• **PEDIDO ESCRITO**:
Escreva a continuação do texto sobre as palavras e a memória de Goiânia, começando logo após a última frase apresentada.

• **TEXTO EXTRAÍDO**:
######

As palavras desde sempre cruzaram a cidade. Primeiro por cartas, recados de meninos que iam de um lado a outro montados a cavalo, em canteiros de obras ou debaixo de algum Flamboyant. Depois por telégrafo. A evolução trouxe telefones fixos de caixas de madeira e, agora, como num átimo de segundo, as palavras escapam com facilidade, em textos, áudios e chamadas de vídeo. 

Foi assim ante às felicidades e tragédias. Espetáculos de Fernanda Montenegro no Teatro Goiânia, onde ofereceu oficina em 2002. O belo teatro Art Déco também recebeu beldades como Bibi Ferreira, Tônia Carrero, Maria Della Costa e Cacilda Becker.

Houve a ocasião em que Paul McCartney, num show no Serra Dourado, foi visitado por uma multidão de grilos enquanto tocava o piano. Goiânia foi vista pelo mundo em brilhos verdes. 

Décadas antes, o brilho azul do césio-137 atrapalhou o cotidiano da cidade em 1987, amedrontou o mundo e enlutou a família Ferreira. Quatro pessoas morreram, entre elas a Leides das Neves, uma menina de seis anos. 

São alguns fatos, registrados, ou não, que percorrem o imaginário de quem acredita na palavra como forma de memória e construção.

######

• **ITENS BRUTOS**:
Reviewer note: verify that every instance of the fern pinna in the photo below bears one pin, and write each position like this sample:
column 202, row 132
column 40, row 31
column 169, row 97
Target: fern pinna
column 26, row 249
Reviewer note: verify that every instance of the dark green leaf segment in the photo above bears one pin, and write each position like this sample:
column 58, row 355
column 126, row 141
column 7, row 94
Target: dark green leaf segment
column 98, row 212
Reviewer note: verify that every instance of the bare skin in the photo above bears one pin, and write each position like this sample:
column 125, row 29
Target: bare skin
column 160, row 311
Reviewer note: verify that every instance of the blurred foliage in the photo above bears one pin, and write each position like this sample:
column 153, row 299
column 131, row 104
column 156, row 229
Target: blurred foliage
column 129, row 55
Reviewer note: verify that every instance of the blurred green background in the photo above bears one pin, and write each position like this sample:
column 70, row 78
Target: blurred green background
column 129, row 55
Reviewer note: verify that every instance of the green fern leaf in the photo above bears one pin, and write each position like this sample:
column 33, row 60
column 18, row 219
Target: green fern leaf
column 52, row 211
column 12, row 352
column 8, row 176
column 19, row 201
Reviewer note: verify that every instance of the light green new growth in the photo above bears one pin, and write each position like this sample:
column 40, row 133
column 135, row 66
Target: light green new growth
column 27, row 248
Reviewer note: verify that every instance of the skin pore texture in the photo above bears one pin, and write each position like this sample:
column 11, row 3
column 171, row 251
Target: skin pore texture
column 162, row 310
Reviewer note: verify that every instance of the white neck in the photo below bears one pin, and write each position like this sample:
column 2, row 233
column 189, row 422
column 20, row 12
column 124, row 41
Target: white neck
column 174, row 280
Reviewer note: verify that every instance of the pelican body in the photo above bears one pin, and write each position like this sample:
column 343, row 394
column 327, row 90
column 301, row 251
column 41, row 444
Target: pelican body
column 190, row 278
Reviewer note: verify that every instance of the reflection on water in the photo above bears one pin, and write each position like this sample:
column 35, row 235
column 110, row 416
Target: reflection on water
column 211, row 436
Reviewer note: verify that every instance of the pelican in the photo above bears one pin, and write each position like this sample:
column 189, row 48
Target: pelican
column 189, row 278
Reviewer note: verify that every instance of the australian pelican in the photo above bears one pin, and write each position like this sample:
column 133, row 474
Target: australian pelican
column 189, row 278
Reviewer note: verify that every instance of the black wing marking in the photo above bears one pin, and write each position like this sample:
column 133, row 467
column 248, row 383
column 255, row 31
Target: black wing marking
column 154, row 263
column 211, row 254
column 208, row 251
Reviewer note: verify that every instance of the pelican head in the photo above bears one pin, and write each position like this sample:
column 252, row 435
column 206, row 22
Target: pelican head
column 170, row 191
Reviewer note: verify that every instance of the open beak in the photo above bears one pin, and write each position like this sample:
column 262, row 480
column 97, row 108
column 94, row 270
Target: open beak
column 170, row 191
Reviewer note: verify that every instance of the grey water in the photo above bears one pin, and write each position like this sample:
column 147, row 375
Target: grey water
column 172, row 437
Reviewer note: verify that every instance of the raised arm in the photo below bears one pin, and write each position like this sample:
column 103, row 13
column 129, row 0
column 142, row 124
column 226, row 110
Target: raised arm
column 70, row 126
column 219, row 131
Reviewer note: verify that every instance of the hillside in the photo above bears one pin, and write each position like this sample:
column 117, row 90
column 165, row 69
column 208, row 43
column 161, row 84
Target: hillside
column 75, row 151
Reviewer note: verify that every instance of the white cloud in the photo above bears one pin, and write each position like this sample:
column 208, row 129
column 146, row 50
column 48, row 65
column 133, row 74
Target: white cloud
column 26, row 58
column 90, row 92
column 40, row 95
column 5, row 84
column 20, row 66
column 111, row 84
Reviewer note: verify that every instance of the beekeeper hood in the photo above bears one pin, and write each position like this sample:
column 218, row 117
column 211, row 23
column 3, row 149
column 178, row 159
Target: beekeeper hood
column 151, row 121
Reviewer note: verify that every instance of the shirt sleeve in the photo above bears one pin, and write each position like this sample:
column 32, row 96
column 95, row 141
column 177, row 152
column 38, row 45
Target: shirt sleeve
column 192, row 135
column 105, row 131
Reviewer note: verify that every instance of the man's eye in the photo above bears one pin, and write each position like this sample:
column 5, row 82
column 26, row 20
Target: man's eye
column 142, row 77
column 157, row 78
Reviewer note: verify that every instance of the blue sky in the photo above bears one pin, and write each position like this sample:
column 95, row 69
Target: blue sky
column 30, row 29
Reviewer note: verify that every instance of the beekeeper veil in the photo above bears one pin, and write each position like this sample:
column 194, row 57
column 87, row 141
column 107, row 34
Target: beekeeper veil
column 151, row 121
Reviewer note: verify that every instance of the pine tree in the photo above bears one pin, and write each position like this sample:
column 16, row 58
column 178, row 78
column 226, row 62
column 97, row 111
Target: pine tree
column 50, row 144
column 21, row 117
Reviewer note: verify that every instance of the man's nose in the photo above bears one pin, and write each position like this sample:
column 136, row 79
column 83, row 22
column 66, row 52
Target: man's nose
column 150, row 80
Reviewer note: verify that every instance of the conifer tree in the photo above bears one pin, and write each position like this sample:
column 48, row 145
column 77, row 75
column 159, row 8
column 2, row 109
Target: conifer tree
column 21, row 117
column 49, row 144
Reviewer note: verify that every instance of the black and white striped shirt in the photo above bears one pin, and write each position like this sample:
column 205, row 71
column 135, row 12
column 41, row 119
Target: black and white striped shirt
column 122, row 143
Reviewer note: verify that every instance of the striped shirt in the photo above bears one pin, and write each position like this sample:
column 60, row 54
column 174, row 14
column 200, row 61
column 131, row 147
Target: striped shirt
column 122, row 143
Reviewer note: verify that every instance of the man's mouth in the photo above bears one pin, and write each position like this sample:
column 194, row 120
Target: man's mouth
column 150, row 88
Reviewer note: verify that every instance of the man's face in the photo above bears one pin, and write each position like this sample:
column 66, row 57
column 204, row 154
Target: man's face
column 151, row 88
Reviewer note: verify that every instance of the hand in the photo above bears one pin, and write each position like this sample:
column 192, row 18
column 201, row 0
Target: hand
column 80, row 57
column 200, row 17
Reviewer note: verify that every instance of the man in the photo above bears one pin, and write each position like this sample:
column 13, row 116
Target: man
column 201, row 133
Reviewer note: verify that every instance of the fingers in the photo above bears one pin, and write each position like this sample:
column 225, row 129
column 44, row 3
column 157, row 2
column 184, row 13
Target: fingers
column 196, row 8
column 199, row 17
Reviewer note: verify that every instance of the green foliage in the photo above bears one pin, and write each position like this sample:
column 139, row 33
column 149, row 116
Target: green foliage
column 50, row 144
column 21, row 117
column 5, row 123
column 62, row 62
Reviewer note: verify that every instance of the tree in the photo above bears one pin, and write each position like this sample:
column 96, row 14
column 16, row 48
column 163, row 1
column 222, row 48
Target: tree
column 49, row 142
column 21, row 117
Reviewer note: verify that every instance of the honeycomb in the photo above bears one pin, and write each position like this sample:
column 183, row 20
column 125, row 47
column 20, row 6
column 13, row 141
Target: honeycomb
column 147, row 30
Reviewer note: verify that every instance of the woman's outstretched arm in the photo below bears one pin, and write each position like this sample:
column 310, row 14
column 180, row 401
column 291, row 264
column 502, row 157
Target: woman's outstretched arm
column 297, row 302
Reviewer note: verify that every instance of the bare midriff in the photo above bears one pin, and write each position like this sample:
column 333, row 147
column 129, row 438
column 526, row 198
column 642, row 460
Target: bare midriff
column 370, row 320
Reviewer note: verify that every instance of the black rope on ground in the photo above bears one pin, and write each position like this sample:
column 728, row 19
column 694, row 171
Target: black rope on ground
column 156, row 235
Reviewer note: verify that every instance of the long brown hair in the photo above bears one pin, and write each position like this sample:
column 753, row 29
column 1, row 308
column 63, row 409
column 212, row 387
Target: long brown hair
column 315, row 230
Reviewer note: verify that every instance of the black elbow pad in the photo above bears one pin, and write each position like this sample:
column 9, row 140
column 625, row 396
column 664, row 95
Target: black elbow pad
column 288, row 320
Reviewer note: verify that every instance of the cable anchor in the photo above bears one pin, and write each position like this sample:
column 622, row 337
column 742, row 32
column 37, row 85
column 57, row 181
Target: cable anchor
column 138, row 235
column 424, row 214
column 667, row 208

######

• **RESPOSTA**:
Por isso, é importante garantir, por meio da palavra escrita, a consolidação da história enquanto ainda existe algum tipo de interesse em lembrá-las e escrevê-las. 

Convidar nove de alguns dos nossos melhores escritores – seria impossível reunir todos, nem em 90 textos – é uma estratégia garantista. É mostrar que a palavra é imprescindível, sobretudo àquelas no formato de crônica, o gênero mais brasileiro, memorialístico, crítico, sensível, inconfundível, livre e atemporal. 

P.S. Enquanto este texto era concluído, as palavras, outra vez elas, se juntavam para anunciar que, horas antes de Goiania completar 90 anos, morria a professora Lena Castello Branco. Uma das principais pensadoras da cidade, se dedicou à pesquisa para compreender os seus mistérios. E usou muito das palavras: de artigos científicos a crônicas.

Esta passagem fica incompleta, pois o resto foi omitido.